# GIVEN RECORDS:
* Begin *
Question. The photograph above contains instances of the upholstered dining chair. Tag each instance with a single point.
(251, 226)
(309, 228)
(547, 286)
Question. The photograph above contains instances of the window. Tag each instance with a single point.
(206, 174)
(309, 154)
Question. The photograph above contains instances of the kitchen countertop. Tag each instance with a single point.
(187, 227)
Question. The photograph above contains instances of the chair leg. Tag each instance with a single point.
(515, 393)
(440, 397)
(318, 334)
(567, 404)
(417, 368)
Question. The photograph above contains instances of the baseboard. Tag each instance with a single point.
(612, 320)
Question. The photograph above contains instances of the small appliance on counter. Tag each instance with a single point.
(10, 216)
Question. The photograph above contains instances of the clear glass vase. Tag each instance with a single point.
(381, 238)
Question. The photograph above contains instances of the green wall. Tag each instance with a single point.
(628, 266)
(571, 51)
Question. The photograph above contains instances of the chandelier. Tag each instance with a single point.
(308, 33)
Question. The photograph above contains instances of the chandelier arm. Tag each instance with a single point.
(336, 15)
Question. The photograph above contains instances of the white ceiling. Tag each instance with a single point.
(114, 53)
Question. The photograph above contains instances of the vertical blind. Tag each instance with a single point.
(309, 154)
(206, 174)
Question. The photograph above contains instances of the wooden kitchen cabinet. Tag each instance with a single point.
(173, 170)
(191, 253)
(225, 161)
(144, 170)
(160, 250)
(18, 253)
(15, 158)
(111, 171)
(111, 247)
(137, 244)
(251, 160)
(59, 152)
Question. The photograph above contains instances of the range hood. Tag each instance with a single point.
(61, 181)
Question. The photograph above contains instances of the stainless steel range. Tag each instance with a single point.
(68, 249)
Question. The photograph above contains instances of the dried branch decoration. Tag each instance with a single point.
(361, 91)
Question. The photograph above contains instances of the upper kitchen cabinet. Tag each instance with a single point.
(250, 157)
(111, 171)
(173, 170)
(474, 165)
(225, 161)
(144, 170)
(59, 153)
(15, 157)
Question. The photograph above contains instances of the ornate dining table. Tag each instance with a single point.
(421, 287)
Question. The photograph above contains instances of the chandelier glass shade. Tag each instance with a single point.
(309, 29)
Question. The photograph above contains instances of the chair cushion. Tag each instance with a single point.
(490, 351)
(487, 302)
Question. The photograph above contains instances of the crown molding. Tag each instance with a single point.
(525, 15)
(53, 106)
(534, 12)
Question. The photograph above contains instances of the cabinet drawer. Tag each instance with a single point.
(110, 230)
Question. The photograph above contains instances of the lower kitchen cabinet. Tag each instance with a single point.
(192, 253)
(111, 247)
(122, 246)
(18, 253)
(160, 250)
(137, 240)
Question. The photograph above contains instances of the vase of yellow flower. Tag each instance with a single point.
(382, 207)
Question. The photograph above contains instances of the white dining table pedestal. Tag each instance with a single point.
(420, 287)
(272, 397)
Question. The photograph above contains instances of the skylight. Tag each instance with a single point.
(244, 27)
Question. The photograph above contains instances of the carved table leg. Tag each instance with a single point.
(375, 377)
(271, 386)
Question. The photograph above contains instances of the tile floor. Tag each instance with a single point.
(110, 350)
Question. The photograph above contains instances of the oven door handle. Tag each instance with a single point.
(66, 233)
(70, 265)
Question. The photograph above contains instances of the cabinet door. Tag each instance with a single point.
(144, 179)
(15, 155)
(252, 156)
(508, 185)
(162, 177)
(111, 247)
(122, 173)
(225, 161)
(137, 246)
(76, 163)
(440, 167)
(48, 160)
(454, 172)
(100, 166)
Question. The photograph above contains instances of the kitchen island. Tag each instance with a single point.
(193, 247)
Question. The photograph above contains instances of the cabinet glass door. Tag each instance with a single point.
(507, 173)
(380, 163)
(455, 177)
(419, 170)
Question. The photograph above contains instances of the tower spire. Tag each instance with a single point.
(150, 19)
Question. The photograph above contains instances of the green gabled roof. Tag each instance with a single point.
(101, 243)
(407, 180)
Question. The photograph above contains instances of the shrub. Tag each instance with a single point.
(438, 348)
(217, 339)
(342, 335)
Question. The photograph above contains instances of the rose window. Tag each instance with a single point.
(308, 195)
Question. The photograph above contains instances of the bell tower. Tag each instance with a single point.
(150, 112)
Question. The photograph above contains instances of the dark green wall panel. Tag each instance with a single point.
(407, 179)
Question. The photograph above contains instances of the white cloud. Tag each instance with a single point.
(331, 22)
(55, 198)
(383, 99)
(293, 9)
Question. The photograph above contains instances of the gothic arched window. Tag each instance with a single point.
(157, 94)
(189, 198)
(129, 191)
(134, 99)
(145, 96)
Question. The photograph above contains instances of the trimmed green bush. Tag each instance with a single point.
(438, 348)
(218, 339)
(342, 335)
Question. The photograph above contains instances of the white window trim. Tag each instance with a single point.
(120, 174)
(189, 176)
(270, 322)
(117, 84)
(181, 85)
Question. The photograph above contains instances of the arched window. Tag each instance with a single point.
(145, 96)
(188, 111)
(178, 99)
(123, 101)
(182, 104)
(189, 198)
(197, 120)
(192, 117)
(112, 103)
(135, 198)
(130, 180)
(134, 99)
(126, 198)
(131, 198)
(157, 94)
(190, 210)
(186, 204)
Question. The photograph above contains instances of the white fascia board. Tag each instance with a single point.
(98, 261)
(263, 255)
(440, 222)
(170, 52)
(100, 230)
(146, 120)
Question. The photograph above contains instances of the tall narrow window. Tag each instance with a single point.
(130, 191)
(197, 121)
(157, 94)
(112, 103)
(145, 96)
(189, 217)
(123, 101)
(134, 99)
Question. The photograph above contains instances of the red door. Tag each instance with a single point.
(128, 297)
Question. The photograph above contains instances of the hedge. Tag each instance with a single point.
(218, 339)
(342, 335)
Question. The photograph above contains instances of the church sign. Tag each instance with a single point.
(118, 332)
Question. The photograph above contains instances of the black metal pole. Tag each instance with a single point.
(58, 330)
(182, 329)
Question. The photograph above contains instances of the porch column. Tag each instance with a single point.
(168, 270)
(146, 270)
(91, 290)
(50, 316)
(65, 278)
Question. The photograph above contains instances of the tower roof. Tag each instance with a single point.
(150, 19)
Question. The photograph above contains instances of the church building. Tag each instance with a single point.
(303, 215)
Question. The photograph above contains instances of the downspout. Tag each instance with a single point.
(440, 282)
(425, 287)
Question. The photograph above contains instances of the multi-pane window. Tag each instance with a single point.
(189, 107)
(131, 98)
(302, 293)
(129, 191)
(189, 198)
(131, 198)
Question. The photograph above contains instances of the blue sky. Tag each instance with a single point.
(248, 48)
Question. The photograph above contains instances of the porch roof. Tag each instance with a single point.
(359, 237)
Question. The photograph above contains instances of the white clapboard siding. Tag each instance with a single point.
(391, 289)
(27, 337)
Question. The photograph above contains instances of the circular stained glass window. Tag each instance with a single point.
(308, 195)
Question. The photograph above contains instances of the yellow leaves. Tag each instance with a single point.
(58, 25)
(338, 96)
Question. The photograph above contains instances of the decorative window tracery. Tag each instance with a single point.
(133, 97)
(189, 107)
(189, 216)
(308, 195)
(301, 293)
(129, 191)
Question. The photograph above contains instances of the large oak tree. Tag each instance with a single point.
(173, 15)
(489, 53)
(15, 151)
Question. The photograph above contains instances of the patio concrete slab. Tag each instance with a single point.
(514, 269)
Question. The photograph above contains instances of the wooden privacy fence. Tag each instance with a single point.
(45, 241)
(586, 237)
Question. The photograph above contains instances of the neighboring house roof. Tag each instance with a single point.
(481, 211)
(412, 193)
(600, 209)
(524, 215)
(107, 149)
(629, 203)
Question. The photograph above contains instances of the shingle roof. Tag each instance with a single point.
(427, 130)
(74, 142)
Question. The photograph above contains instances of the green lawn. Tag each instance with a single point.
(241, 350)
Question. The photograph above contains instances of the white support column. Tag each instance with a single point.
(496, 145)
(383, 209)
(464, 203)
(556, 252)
* End *
# WHAT IS NEEDED:
Turn the material into a numbered list, from the line with "Question. The photograph above contains instances of the yellow" through the final line of the material, both included, leaving out any blank lines.

# REPLY TO THE TASK:
1. Question. The photograph above contains instances of the yellow leaves. Tag each instance with a single point.
2. (58, 25)
3. (338, 96)
4. Question. The photograph above contains instances of the decorative window tracery. Tag each instance with a single point.
5. (133, 97)
6. (189, 107)
7. (189, 216)
8. (308, 195)
9. (301, 293)
10. (129, 191)
11. Question. The photograph above contains instances of the large oak tree. Tag each instance with a single point.
12. (173, 15)
13. (489, 53)
14. (15, 151)
15. Question. The photograph above contains instances of the patio concrete slab. Tag each instance with a single point.
16. (514, 269)
17. Question. The photograph above contains instances of the wooden privacy fence. Tag each instance with a single point.
18. (45, 241)
19. (586, 237)
20. Question. The photograph above contains instances of the neighboring house roof. Tag each instance with a single point.
21. (481, 211)
22. (412, 193)
23. (600, 209)
24. (524, 215)
25. (107, 149)
26. (629, 203)
27. Question. The photograph above contains instances of the shingle roof. Tag each instance with a single point.
28. (427, 130)
29. (74, 142)
30. Question. The photograph above contains instances of the green lawn. Tag each instance with a single point.
31. (241, 350)
32. Question. The photograph above contains instances of the white support column. Tag each instance with a single point.
33. (496, 145)
34. (383, 209)
35. (464, 203)
36. (556, 252)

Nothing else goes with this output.